_Required work:_
In the listing below, please print the line that contains "the green tree" and every line that follows it, exactly.
+++ Material provided +++
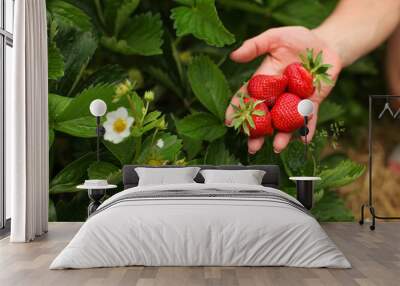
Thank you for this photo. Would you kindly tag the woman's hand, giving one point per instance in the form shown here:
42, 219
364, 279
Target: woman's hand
282, 47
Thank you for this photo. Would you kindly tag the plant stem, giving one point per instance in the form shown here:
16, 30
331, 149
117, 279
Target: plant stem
138, 148
246, 6
100, 12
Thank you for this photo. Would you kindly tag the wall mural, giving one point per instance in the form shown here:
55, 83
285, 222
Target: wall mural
163, 69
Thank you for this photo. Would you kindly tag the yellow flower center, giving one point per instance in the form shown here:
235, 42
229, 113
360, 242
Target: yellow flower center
119, 125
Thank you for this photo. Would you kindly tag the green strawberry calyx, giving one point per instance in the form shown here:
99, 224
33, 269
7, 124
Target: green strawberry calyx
244, 112
317, 68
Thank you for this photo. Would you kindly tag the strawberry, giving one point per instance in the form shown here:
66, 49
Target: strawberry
252, 117
304, 77
285, 116
267, 87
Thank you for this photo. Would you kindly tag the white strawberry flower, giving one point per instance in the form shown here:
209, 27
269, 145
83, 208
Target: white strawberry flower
160, 143
117, 125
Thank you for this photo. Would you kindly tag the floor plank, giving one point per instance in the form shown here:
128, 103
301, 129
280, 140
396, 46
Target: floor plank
375, 257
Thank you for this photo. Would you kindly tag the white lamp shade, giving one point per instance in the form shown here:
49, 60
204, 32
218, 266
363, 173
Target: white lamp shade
305, 107
98, 107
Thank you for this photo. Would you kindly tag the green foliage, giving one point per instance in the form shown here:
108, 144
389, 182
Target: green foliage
116, 50
200, 18
209, 85
344, 173
69, 15
201, 126
218, 154
141, 36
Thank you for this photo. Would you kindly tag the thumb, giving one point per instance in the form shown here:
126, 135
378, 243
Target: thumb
255, 47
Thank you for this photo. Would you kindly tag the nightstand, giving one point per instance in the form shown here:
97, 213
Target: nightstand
96, 192
305, 190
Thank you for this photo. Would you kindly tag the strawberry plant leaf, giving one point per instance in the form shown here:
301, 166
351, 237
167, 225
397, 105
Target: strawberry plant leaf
169, 151
105, 171
84, 127
117, 12
344, 173
201, 126
79, 106
77, 50
57, 105
200, 18
67, 14
122, 151
142, 35
209, 85
55, 62
73, 174
308, 13
218, 154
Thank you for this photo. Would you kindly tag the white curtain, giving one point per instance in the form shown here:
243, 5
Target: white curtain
27, 124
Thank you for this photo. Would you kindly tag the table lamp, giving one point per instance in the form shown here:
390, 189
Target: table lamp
305, 108
98, 108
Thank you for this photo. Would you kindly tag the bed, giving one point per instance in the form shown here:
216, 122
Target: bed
201, 224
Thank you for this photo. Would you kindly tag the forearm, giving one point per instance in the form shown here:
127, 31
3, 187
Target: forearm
358, 26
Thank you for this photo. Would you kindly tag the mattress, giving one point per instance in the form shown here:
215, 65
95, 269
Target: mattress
201, 225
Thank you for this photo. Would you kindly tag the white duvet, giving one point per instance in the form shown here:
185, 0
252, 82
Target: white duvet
200, 231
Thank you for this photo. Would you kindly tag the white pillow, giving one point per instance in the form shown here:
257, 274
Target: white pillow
248, 177
166, 176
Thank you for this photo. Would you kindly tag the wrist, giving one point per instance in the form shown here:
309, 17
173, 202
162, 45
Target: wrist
332, 42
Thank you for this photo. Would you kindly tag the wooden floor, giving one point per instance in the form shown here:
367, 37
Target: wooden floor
375, 257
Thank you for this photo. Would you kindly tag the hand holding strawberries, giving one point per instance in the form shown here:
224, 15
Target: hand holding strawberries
280, 72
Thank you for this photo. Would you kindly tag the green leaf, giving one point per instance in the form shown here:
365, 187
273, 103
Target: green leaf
142, 36
52, 211
329, 111
84, 127
164, 78
293, 160
192, 147
51, 137
55, 62
344, 173
68, 14
124, 11
105, 74
209, 85
117, 12
79, 106
218, 154
331, 208
72, 175
104, 171
201, 126
57, 105
168, 152
138, 106
308, 13
200, 19
122, 151
77, 50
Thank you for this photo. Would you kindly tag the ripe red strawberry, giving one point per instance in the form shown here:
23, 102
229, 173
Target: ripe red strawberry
285, 116
267, 87
252, 117
304, 77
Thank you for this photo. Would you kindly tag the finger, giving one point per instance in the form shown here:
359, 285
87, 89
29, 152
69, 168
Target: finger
254, 47
255, 144
281, 140
234, 101
312, 125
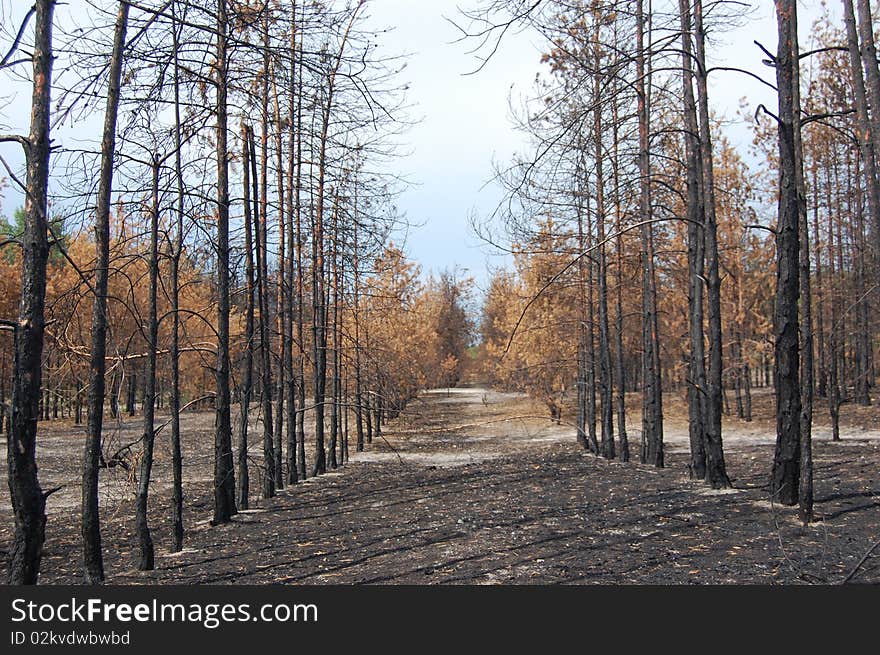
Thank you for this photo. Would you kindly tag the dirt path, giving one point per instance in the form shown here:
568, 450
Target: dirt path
473, 486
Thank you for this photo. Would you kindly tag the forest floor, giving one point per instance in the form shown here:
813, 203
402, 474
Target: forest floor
473, 486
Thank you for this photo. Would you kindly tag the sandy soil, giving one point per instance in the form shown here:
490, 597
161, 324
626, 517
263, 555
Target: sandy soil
475, 486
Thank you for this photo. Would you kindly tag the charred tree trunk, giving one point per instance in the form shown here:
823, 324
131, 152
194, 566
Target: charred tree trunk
28, 501
224, 472
697, 384
246, 388
716, 471
785, 477
259, 233
146, 558
652, 399
93, 558
606, 383
176, 456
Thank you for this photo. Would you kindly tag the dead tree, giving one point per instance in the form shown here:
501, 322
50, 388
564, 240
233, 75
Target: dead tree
93, 559
28, 499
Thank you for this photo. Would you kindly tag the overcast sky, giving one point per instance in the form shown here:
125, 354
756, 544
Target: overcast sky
465, 118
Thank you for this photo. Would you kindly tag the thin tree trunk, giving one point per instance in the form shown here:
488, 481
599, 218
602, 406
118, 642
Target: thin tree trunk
606, 383
716, 471
146, 559
176, 456
697, 383
93, 558
224, 472
246, 388
785, 477
28, 501
259, 233
652, 400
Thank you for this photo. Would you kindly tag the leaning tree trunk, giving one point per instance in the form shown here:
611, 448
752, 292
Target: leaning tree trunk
28, 500
785, 476
93, 558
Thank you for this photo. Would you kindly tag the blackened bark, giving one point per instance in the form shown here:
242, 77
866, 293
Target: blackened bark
93, 558
697, 384
28, 502
262, 301
785, 476
224, 472
872, 75
146, 557
246, 388
652, 399
177, 530
606, 383
289, 274
716, 471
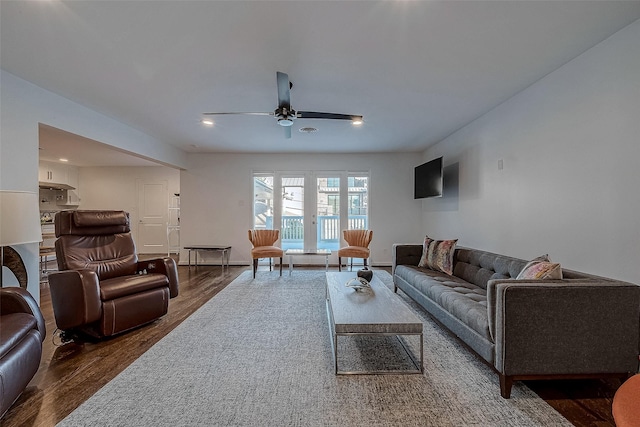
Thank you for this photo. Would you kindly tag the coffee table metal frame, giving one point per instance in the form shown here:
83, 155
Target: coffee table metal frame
397, 319
297, 252
223, 249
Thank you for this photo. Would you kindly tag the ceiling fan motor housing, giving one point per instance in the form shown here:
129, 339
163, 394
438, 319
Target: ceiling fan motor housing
285, 116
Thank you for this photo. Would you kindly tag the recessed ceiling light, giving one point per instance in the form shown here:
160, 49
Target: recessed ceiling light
308, 130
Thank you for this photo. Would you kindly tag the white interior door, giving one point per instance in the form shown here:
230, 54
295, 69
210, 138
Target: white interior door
153, 208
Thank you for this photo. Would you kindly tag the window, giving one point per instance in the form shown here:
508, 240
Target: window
311, 219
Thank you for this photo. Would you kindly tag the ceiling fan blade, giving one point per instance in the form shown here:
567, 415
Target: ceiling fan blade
246, 114
284, 93
332, 116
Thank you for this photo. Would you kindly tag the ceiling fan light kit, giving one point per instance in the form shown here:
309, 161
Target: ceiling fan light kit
286, 115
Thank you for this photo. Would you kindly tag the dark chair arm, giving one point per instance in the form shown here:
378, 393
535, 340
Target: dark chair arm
18, 300
166, 266
75, 296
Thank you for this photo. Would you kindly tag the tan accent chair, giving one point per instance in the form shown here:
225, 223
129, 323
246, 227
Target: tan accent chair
263, 247
358, 246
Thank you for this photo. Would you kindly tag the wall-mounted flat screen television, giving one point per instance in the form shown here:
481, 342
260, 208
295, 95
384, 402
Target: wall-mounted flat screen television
428, 179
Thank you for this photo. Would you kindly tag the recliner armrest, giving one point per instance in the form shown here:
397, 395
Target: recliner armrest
166, 266
18, 300
75, 296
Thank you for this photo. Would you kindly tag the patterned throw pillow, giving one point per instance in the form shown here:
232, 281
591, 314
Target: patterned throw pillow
541, 258
437, 255
541, 270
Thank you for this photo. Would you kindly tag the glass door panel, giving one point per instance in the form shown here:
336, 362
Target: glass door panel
292, 230
328, 213
263, 202
358, 202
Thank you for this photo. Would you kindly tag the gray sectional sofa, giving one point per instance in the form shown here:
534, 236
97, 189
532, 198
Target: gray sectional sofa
582, 326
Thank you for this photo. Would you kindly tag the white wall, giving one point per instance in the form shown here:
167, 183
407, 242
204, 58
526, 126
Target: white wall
570, 145
217, 197
115, 188
22, 107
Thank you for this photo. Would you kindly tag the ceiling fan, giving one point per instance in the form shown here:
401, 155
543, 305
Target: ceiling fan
286, 115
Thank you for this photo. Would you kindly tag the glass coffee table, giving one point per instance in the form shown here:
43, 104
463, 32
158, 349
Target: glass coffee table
375, 312
297, 252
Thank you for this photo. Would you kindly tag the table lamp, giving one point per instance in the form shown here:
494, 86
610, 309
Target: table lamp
19, 224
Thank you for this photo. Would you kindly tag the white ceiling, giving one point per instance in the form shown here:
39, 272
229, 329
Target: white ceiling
416, 70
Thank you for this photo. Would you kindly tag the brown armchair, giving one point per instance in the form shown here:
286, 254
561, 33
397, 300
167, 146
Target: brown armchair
21, 336
263, 247
101, 288
358, 246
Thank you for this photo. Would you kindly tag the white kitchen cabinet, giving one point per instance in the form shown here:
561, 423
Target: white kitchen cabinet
52, 172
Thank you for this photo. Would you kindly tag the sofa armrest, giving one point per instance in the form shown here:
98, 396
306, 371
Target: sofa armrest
19, 300
405, 254
566, 327
75, 296
165, 266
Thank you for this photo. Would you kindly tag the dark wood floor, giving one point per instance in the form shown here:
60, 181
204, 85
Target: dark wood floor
71, 373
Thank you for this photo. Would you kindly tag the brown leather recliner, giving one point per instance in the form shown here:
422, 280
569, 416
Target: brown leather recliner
101, 288
22, 331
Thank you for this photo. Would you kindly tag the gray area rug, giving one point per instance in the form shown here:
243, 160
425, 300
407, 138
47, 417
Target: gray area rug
259, 354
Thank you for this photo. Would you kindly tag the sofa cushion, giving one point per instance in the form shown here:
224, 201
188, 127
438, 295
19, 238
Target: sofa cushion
437, 255
465, 301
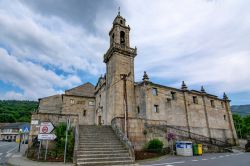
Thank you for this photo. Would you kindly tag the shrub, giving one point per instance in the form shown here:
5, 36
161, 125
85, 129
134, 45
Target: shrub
60, 131
154, 145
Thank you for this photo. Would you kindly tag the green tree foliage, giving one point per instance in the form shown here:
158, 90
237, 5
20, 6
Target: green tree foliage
242, 125
155, 145
60, 132
16, 111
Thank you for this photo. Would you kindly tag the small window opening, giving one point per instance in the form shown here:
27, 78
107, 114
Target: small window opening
212, 103
195, 100
173, 95
84, 112
154, 91
91, 103
122, 38
222, 105
156, 109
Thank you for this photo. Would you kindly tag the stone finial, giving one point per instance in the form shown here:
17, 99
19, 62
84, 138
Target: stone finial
145, 77
202, 90
119, 11
225, 96
183, 86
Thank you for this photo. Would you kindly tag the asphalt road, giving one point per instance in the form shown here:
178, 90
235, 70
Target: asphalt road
214, 159
7, 149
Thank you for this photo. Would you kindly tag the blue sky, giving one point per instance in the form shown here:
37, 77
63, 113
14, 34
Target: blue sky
49, 46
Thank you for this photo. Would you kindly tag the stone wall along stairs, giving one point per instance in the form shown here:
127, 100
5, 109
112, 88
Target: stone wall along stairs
98, 145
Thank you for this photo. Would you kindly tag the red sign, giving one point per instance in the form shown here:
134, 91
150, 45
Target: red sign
46, 127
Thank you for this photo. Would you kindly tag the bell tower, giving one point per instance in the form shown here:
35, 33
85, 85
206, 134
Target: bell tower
119, 61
+++
_Task response:_
Thank you for this photo. Would you kindly tag the green tree foliage, giving one point per instance in the form shown here:
158, 90
237, 5
20, 6
Target: green tree foliage
242, 125
155, 145
60, 132
16, 111
Thank you for this photo. Would you kindly tag the small window opening, giving one point per instance in the form shown here:
27, 78
107, 114
Target: small window opening
212, 103
195, 100
173, 95
84, 112
154, 91
91, 103
122, 38
222, 105
156, 109
Thank you for this photo. Would you kindly tag the stone finial, giving one point per instance in the form shown here:
17, 99
19, 62
84, 138
Target: stone finial
145, 77
202, 90
119, 11
225, 96
183, 86
Thank you for this photo. Would you kindly tag the asphalt road, giving one point per instance in the form shown here:
178, 90
235, 70
Target: asphalt road
214, 159
7, 149
Thank you for this photo. Would you kindly tag the blue sky, giving one point per instance in the form shown here:
37, 77
63, 113
14, 34
Target: blue sky
49, 46
Thank you for this photo. Would you kindly tag the stone wall along stairs, giving one point per instance in the form shown here:
127, 100
5, 109
112, 88
Target: stone wall along stairs
98, 145
Thank you for this photo. Would you kindly tag the red sign, giving one point per instance in the form shown here:
134, 91
150, 45
Target: red sign
46, 127
Thank you for this photo. Would you kindly tag the bell tower, giving one point per instance in the form shown here:
35, 33
85, 85
206, 134
Target: bell tower
119, 61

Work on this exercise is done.